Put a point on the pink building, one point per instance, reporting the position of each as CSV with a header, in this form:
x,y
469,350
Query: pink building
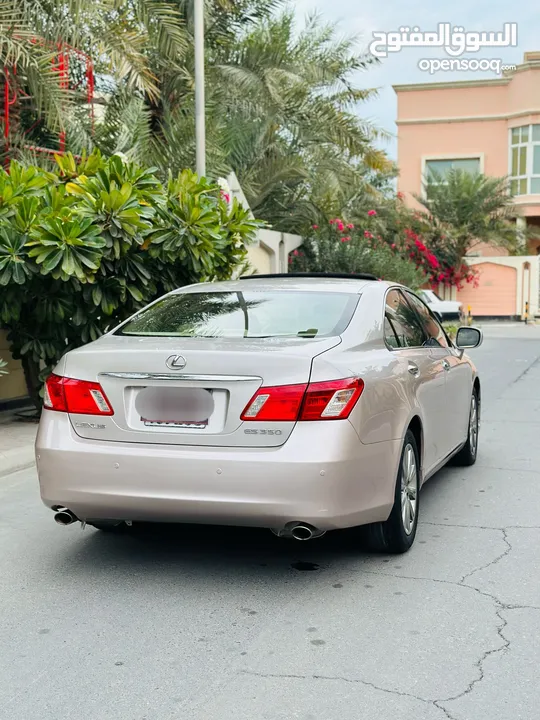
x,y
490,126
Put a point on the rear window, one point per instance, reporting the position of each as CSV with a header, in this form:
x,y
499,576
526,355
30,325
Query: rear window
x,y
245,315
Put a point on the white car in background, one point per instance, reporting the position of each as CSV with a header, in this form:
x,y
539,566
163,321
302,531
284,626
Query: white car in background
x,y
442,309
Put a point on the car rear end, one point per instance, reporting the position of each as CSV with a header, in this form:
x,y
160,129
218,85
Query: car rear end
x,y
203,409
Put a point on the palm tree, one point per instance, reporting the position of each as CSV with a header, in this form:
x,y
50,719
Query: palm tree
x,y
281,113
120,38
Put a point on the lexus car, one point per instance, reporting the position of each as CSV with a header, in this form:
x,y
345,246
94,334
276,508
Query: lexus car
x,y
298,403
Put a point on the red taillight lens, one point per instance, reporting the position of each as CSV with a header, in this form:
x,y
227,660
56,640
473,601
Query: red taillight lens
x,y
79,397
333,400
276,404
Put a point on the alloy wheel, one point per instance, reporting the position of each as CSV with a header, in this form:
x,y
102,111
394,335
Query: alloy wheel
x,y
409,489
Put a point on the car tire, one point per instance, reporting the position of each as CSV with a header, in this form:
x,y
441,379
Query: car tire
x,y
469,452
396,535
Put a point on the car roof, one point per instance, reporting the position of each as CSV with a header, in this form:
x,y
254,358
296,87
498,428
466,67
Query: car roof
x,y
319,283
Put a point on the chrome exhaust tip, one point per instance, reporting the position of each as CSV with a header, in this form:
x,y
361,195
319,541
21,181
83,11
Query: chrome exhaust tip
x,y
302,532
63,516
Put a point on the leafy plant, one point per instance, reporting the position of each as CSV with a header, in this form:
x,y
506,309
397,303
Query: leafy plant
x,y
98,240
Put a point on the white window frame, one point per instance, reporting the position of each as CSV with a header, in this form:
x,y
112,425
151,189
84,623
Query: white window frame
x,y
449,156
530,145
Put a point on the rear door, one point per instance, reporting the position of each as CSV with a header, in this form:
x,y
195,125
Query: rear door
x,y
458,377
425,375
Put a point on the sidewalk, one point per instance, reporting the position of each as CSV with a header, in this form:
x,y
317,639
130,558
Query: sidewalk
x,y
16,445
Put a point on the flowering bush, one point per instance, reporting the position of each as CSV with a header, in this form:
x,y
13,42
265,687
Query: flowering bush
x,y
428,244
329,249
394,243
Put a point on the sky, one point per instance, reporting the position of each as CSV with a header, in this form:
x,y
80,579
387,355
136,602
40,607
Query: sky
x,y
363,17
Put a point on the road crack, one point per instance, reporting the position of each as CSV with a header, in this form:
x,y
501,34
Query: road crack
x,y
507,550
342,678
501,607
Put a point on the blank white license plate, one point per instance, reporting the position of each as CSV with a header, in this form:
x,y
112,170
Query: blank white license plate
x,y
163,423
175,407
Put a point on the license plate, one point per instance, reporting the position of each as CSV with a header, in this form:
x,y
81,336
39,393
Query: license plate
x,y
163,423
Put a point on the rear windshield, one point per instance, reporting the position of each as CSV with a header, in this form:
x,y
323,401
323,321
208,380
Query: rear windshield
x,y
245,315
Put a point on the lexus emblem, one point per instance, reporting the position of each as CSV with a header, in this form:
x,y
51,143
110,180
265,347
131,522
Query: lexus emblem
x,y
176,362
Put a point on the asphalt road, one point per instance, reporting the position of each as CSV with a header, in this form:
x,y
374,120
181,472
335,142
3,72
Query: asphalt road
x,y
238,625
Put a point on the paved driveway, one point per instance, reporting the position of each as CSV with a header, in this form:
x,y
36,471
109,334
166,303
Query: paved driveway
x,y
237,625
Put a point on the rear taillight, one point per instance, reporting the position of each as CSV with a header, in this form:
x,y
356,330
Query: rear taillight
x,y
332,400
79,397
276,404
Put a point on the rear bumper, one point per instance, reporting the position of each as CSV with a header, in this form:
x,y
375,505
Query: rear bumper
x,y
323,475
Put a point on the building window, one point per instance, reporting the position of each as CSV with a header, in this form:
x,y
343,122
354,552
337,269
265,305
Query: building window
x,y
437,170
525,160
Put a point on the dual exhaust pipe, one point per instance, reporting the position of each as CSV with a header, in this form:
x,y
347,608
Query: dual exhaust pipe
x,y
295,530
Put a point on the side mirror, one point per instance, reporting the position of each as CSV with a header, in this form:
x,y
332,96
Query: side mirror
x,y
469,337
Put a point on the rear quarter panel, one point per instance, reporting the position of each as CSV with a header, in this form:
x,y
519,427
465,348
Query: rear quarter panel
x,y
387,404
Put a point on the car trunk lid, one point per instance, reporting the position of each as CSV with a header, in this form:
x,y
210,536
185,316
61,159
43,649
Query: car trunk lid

*OBJECTIVE:* Reproduce every line from the one containing "Put a point on the side mirror, one" through the end of the entries, requests included. Multiply each answer coordinate by 1.35 and round it to a whole number, with halves rounding up, but leave the numbers in the requests and their sample formats unchanged.

*EXERCISE SOLUTION:*
Put a point on the side mirror, one point per instance, reporting the position of each as CSV with a header, in this form:
x,y
332,96
Query: side mirror
x,y
633,455
Put a point on the rear quarter panel, one point per instance, reporting the position of each as CSV with a header, in this form:
x,y
519,427
465,348
Query: rear quarter panel
x,y
522,545
Put a point on the car trunk lid, one point per instance, reporting the position of each as CSV with a header, in this form:
x,y
210,536
185,316
61,159
43,649
Query: car trunk lid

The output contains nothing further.